> **THE EXERCISE**: Reproduce verbatim the passage of the Basel Badischer Bahnhof article from "In January 1851, the" to "with hackney carriages.".
== PAGE ==
Basel Badischer Bahnhof (literally "Basel Baden Railway station", the name referring to the Grand Duchy of Baden State Railways, which built the station) is a railway station situated in the Swiss city of Basel. Although the station is situated in Switzerland, major part of the terrain occupied by it forms an exclave of the European Union Customs Union, whereas the German regulatory rules apply to its railway traffic and infrastructure, the latter owned by the respective German entities. It is listed as a Swiss heritage site of national significance. The station is served by three lines of the tri-national Regio S-Bahn Basel, and ICE and EC/IC lines to and from Freiburg, Karlsruhe, Mannheim, Frankfurt, Hamburg, Berlin and other cities in Germany.

The station is the smaller of the two largest railway stations in Basel, the other being Basel SBB, which is operated by the Swiss Federal Railways (SBB CFF FFS).

History

In March 1838, the Grand Duchy of Baden State Railways started working on a railway line from Mannheim via Heidelberg, Karlsruhe and Freiburg im Breisgau. This line was called Badische Hauptbahn (Baden Main Line) or Rheintalbahn (Rhine Valley Line). A Swiss railway commission desired a continuation of the line into Basel and contacted the Grand Duchy of Baden in 1842.

In January 1851, the Rheintalbahn line reached the village of Haltingen, close to the Swiss border. Since the two governments had not agreed about how to build the station in Basel yet, the passengers were transported across the border with hackney carriages.

Finally, a treaty between the government of Baden and the Swiss Confederation entered into force on July 27, 1852, and has remained so into the present. The start of construction was further delayed, however, by the Swiss insisting on a terminal station and the Badische Staatseisenbahnen insisting on a through station in favour of the planned extension of the line towards Waldshut.

The first Baden Railway station of Basel was built as a through station at nowaday's Messeplatz square about 800 meters west of today's one. The line from Haltingen to Basel was opened on February 19, 1855, with a temporary wooden station building. A further line to Konstanz in Baden was connected to the southern end of the station in 1856, and by April 10, 1859, Switzerland and Baden had finally agreed to build a permanent station, of which the construction started in May. The street entrances of the station building opened to nowaday's Riehenring street. In 1875, the communication railroad to Basel Swiss station was opened, leaving the Baden station together with the railway to Konstanz.
===
== DATASET ENTRIES ==
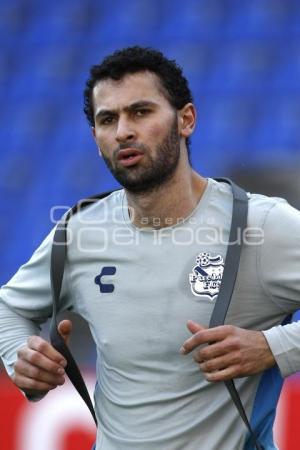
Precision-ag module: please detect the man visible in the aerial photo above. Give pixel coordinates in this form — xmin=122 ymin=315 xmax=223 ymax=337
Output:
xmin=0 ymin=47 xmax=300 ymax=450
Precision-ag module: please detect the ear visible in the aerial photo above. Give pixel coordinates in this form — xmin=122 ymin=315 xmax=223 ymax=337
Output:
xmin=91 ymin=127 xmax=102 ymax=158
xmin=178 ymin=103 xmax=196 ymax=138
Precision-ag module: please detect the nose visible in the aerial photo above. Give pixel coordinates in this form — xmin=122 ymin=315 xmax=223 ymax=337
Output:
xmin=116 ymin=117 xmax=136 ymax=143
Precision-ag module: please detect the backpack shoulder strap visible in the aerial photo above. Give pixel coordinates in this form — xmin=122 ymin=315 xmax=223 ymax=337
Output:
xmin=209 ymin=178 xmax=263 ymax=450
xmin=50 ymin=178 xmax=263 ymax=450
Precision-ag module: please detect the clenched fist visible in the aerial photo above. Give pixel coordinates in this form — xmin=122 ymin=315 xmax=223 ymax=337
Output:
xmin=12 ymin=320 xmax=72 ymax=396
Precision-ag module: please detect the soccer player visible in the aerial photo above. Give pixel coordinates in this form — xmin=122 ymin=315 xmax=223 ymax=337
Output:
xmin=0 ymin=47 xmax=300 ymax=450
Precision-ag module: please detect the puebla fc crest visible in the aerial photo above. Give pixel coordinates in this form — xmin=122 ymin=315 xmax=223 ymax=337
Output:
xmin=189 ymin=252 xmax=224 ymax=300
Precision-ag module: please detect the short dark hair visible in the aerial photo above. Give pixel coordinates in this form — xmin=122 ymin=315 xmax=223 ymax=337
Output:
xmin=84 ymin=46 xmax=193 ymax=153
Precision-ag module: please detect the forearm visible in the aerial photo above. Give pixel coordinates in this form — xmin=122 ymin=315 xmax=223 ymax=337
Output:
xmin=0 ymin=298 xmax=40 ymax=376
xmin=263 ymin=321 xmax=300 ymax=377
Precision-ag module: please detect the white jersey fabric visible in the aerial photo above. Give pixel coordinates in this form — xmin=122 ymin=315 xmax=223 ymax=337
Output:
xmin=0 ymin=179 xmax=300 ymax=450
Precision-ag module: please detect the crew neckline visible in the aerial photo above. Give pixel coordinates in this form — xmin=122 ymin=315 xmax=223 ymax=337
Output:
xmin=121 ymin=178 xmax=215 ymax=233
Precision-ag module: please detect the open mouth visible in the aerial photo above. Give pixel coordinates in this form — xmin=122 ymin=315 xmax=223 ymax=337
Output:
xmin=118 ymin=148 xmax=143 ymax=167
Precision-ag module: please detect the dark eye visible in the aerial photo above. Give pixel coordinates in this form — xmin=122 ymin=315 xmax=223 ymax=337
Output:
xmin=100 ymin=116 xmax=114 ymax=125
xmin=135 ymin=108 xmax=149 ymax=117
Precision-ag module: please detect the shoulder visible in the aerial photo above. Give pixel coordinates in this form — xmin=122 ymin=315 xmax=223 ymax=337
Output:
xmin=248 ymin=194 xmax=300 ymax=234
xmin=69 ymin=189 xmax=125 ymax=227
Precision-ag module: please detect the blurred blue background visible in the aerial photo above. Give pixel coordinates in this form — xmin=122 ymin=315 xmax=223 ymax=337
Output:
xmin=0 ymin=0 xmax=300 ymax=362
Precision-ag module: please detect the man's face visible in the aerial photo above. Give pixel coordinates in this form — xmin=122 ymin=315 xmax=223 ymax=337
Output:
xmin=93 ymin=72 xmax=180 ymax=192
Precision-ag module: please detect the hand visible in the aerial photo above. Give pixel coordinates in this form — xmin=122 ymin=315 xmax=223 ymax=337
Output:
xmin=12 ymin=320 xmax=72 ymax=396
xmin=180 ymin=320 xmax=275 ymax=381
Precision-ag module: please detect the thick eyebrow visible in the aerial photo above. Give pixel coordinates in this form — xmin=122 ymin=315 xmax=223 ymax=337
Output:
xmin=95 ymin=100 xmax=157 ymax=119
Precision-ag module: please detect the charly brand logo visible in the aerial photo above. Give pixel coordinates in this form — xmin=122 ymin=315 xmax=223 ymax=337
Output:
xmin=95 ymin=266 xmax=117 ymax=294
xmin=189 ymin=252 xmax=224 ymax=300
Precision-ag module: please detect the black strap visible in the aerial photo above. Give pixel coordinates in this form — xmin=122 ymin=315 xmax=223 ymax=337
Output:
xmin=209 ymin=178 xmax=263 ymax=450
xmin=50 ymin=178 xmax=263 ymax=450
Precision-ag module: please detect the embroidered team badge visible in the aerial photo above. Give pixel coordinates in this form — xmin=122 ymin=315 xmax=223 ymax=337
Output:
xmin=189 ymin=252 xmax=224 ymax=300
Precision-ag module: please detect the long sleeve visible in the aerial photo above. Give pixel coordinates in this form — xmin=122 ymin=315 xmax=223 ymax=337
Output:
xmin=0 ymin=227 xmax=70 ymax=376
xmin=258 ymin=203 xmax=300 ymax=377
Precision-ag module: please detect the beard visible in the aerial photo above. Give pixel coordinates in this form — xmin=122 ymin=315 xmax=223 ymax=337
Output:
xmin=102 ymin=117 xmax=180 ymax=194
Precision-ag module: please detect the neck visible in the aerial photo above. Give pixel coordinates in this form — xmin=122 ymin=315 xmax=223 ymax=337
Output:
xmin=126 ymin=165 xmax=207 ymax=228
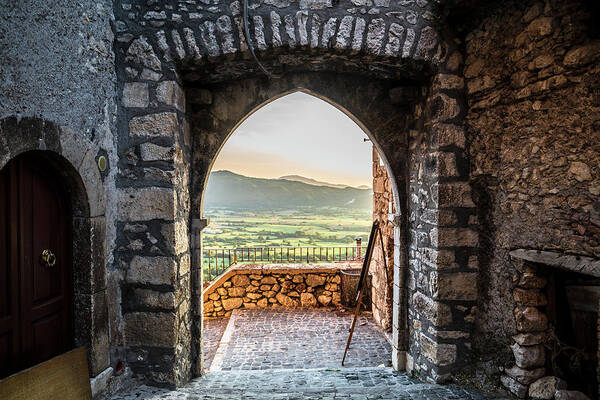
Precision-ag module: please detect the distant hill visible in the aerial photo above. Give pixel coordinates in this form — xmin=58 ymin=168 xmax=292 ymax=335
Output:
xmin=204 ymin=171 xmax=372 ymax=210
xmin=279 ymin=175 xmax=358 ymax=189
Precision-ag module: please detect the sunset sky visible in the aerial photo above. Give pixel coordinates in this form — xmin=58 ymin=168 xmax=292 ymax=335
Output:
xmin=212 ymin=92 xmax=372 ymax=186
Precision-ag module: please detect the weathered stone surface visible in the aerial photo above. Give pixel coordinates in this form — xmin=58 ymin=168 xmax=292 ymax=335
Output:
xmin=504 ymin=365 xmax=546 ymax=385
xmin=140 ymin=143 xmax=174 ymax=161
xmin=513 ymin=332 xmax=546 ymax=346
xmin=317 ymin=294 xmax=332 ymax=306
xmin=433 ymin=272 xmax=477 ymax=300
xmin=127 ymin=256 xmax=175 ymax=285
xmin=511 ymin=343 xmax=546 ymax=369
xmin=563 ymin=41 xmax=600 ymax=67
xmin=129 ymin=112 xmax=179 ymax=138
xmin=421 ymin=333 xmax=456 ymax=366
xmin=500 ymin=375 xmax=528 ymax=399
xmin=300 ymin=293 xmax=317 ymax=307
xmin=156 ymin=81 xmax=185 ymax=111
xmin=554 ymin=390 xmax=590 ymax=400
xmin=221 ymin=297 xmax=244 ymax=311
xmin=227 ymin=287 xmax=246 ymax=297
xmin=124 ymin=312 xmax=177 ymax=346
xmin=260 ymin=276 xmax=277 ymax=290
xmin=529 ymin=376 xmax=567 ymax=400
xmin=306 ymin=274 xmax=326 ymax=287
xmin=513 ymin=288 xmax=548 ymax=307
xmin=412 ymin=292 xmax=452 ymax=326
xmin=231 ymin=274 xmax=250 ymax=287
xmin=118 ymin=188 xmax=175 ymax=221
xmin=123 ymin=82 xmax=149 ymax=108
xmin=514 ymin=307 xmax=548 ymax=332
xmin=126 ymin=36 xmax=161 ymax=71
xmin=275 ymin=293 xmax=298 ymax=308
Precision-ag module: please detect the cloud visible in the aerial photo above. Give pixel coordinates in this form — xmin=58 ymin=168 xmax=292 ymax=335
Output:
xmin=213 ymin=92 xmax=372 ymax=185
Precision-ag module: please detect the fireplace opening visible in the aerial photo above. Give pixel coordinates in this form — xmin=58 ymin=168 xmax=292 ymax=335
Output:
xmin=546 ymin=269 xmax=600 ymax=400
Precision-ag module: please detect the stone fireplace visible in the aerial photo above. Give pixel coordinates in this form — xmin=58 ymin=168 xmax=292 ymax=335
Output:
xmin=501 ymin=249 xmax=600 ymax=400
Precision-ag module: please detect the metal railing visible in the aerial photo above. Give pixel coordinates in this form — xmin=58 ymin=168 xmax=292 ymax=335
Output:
===
> **EXERCISE OUTPUT**:
In January 1851, the Rheintalbahn line reached the village of Haltingen, close to the Swiss border. Since the two governments had not agreed about how to build the station in Basel yet, the passengers were transported across the border with hackney carriages.